— BEGIN Task inputs —

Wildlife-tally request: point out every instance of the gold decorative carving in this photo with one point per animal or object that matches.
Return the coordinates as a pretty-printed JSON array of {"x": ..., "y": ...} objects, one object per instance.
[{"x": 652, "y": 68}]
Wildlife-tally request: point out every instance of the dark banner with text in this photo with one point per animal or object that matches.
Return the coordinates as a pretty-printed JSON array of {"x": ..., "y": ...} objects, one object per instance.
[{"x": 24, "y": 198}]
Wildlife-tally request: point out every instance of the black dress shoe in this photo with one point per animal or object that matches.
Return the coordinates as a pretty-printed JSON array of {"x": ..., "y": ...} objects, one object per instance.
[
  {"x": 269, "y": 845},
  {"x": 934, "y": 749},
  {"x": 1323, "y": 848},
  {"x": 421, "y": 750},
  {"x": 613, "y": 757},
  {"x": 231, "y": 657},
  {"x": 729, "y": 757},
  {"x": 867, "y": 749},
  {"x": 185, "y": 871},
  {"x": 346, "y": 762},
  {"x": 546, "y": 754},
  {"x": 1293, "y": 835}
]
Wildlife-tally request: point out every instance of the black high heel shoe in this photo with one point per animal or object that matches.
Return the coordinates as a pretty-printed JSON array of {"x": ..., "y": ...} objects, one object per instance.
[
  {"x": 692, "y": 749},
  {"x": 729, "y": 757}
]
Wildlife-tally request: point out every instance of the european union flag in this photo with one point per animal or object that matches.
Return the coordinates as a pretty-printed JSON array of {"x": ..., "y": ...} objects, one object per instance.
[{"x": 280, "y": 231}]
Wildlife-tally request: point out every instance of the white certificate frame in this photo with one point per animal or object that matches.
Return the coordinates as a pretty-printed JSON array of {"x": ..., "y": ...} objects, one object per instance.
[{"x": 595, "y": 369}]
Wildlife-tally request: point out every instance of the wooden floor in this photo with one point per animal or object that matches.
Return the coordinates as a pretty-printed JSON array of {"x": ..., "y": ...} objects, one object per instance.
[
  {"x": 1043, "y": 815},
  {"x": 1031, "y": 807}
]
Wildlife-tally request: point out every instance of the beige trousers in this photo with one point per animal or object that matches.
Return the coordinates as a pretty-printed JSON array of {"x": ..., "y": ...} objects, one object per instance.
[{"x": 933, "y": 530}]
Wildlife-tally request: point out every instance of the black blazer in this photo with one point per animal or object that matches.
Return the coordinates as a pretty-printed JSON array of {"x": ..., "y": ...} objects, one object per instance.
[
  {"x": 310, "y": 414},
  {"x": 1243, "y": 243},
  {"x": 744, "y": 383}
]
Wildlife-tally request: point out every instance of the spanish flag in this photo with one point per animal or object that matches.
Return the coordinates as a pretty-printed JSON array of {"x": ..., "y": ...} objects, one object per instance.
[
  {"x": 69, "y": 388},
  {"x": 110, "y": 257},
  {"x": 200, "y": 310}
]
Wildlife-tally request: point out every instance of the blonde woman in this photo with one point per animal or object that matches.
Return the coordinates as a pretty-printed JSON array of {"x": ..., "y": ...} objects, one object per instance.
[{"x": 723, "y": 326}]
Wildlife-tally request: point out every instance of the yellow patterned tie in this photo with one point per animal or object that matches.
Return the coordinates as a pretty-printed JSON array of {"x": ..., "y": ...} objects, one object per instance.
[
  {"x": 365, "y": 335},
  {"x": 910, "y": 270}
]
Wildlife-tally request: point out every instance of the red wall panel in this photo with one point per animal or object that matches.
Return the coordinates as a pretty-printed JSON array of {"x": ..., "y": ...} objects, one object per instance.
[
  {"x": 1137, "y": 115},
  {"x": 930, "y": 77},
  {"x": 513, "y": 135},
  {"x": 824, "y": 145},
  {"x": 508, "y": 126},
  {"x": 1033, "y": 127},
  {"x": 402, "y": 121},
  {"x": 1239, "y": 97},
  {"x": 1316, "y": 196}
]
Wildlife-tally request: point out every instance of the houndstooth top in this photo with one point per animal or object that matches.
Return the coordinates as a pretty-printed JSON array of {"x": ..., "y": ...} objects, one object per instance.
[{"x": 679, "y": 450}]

— END Task inputs —

* _Work to be completed_: Produce an exact copy of all the records.

* _Solved exercise_:
Wildlife-tally request: point out every instance of the gold decorative carving in this photo with one point per animal or object that matches.
Return the coordinates as a pretty-printed JSON array of {"x": ..., "y": ...} objects, one object per instance.
[{"x": 652, "y": 68}]
Wildlife-tally request: point out every instance of the dark banner with text in this photo with one point per animal or object that matches.
Return the coordinates as a pretty-printed JSON array of {"x": ..., "y": ...} objects, one object per instance.
[{"x": 24, "y": 198}]
Wildlife-tally request: point out every instance of the black dress shoe in this photo with one point per animal or object that matches.
Return the coordinates as a pretty-printed JSON array of {"x": ..., "y": ...} objects, one object per instance.
[
  {"x": 269, "y": 845},
  {"x": 934, "y": 749},
  {"x": 1323, "y": 848},
  {"x": 421, "y": 750},
  {"x": 613, "y": 757},
  {"x": 231, "y": 657},
  {"x": 729, "y": 757},
  {"x": 867, "y": 749},
  {"x": 185, "y": 871},
  {"x": 346, "y": 762},
  {"x": 546, "y": 754},
  {"x": 1293, "y": 835}
]
Wildlife-tally request: point out every instance of the black high heel shoe in this photo with one point per animal or object that matches.
Return the coordinates as a pretty-printed JSON array of {"x": ..., "y": ...} objects, one object per instance.
[
  {"x": 692, "y": 749},
  {"x": 729, "y": 757}
]
Wildlife-tally request: point out every instance of the european union flag in this photo with one point per animal or object that matches.
Return the coordinates as a pretty-printed JSON array of {"x": ..., "y": ...} objects, one object per instance.
[{"x": 280, "y": 231}]
Wildlife-tally request: point out every instance of the white certificate frame in this photo with one point per animal or object that matches.
Return the coordinates as a pretty-printed JSON array of {"x": ..., "y": ...} objects, one object per instance.
[{"x": 595, "y": 369}]
Wildlife-tally request: point out every instance of the wooden floor in this photo with one point per animal or object that matches.
Return the coordinates as a pretty-printed JSON array of {"x": ..., "y": ...} objects, one object per instance.
[
  {"x": 1043, "y": 815},
  {"x": 1031, "y": 807}
]
Wildlife-tally request: point out every instance of the beige trousers in this photo with one point per animal or object that matches.
Return the coordinates as a pretty-printed JSON array of {"x": ..., "y": ...} objects, one object per instance.
[{"x": 933, "y": 530}]
Wildlife-tally request: point out every instance of the black blazer in this photo with one point per animal or object that matches.
Return the coordinates as a pretty-printed JSON array of {"x": ..., "y": ...} objects, one object per instance.
[
  {"x": 310, "y": 414},
  {"x": 1243, "y": 243},
  {"x": 744, "y": 383}
]
Wildlife-tally request: point out every instance of the spanish flag in this photo with one point per animal or object that matches.
Return the coordinates as a pretty-printed JSON array of {"x": ..., "y": ...} objects, one object per instance.
[
  {"x": 69, "y": 388},
  {"x": 110, "y": 257},
  {"x": 200, "y": 310}
]
Wildlife-tally request: point out every instance of the blonde woman in this photo with one point per animal or object that matches.
Return the coordinates as a pretty-printed JSON array of {"x": ..., "y": ...} objects, one object per instance.
[{"x": 723, "y": 326}]
Wildlife-tally request: point out every instance of the yellow patterned tie in this photo with one point per animal or object that matches.
Return the coordinates as a pretty-printed JSON array of {"x": ..., "y": ...} objects, one object per instance.
[
  {"x": 365, "y": 335},
  {"x": 910, "y": 270}
]
Wildlife-tally request: point out every instance of the red wall panel in this photo with one point per animal or object that matches.
Return the coordinates as a pretty-printed JSON array of {"x": ..., "y": ...} objects, one object per instance.
[
  {"x": 1137, "y": 115},
  {"x": 930, "y": 77},
  {"x": 513, "y": 135},
  {"x": 824, "y": 145},
  {"x": 508, "y": 126},
  {"x": 1033, "y": 127},
  {"x": 402, "y": 121},
  {"x": 1239, "y": 97},
  {"x": 1316, "y": 196}
]
Wildlife-tally request: point out every instance of the houndstooth top in this photo with one point per animal or object that matches.
Return the coordinates as a pretty-printed JSON array of {"x": ..., "y": ...} objects, one object per instance.
[{"x": 679, "y": 450}]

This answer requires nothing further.